GIVEN TASK A -
Transcribe the part of the article on service of the claim form starting at "TAKE A CHANCE" and ending at "left until late.".
GIVEN TASK B -
Go on with the article on service of the claim form, picking up after its final sentence.

SELECTED EXTRACT -
WHY NOT KNOWING THE RULES ABOUT SERVICE OF THE CLAIM FORM COULD COST YOU MORE THAN YOU WILL EVER EARN…

So far this year there have been over half a dozen cases relating to mis-service of the claim form reported on this blog.   In many of the cases the claimant’s difficulties appear to be virtually self-inflicted.   Several of the cases this year have been multi-million pound actions, issued at the end of the limitation period and failing because of mis-service. It is worthwhile looking again at the Court of Appeal decision in Woodward & Anor v Phoenix Healthcare Distribution Ltd [2019] EWCA Civ 98.  This is the decision that rejected the argument that a defendant is under any duty to point out to a claimant that it had made an error as to service.   There is a good reason that the courts have said, on many occasions, that laxity as to service of the claim form is “dicing with procedural death”.

 

“…. a person having courted disaster by waiting until the very end of the limitation period to serve the claim form has only very limited claim to the court’s indulgence…”

WEBINAR ON SERVICE OF THE CLAIM FORM

There is a webinar on the 24th September 2021 “Service of the Claim Form: Key cases and issues”.  This is designed to look at and help identify (and for claimants) avoid key problem areas of service of the claim form. Booking details are available here. 

 

 

 

TAKE A CHANCE ON ME…

Looking at the bare facts in Woodward (and this could be any of of dozens of cases on this issue).

This was a £5 million claim.

  • Proceedings had been issued at the last moment.
  • Service had been left until late.
  • There had been no nomination of an address for service by the defendant.
  • The defendant’s solicitors had not stated they would accept service, nor had they been nominated.

THE CLAIMANT’S INITIAL SUCCESS

The claimant initially found some favour with Master Bowles who found that there was a duty on the defendant to warn the claimant’s solicitors that they had made an error.  That decision was overturned by the Circuit Judge who was then upheld by the Court of Appeal.

THE COURT OF APPEAL DECISION

Lady Justice Asplin considered the claimant’s arguments that the the judge was wrong to overturn the Master’s decision and did not accept them.
(i) CPR 1.3 and the limitation defence
    1. It seems to me that in the light of the approach taken by Lord Sumption in the Barton case both in the passage in his judgment at paras 8 – 10 and at paras 22 – 23, there is no scope for Mr Berkley’s argument that the Judge was wrong to hold that the Master erred in finding that Phoenix/M&R’s conduct was contrary to CPR r 1.3.

EXTRACTED INFORMATION -

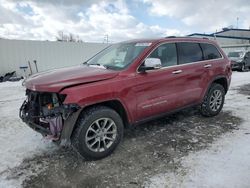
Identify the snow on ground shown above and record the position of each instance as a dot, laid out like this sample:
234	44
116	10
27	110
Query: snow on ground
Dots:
17	141
227	162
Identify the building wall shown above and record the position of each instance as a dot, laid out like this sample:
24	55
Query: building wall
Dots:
49	55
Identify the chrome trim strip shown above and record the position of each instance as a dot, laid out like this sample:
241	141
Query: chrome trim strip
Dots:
163	68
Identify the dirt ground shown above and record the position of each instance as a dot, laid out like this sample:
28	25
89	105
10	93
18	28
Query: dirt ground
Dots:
147	149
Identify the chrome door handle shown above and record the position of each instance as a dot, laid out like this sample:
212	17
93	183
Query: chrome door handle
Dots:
177	72
207	65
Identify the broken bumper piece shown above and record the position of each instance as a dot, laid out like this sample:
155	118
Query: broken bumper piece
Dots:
50	122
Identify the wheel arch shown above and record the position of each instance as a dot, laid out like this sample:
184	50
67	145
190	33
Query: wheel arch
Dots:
222	80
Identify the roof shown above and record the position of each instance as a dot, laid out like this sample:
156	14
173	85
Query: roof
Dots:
170	38
222	36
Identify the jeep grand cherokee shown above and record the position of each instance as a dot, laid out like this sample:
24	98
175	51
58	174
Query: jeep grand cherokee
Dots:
125	84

WRITTEN RESPONSE A -
TAKE A CHANCE ON ME…

Looking at the bare facts in Woodward (and this could be any of of dozens of cases on this issue).

This was a £5 million claim.

  • Proceedings had been issued at the last moment.
  • Service had been left until late.

WRITTEN RESPONSE B -
    1. The Master in the Addendum to his judgment took the view that the Supreme Court in Barton had not been asked to consider the effect of the duty to further the overriding objective as giving rise to a duty to warn the opposing party of its mistakes and proceeded accordingly. As I have already mentioned, he held that there was such a duty, that M&R had indulged in technical game playing, and that the fact that validation would deprive Phoenix of a limitation defence should not preclude such a step and that validation would do no more than preclude Phoenix from procuring a windfall. It seems to me, therefore, that despite making reference to the Supreme Court decision in the Addendum to his judgment, the Master, in effect, ignored the judgment of the majority, which although perhaps understandable, given the timing of his judgment and the handing down of the judgments in Barton, is fatal to the appeal. He also appears to have preferred the judgment of the minority in relation to the effect of limitation upon an evaluative judgment under CPR r 6.15.
    1. I place reliance both on the principles set out in the Barton case and its factual matrix despite the warnings both from Lord Clarke in the Abela case and Lord Sumption in Barton that the evaluative exercise which has to be undertaken when exercising the discretion under CPR r 6.15 is highly fact-sensitive and does not lend itself to copious citation of authority to which I have already referred. It seems to me that the facts of Barton were all but indistinguishable from the ones with which the Master and the Judge were dealing and the Supreme Court had distilled the appropriate principles to be applied.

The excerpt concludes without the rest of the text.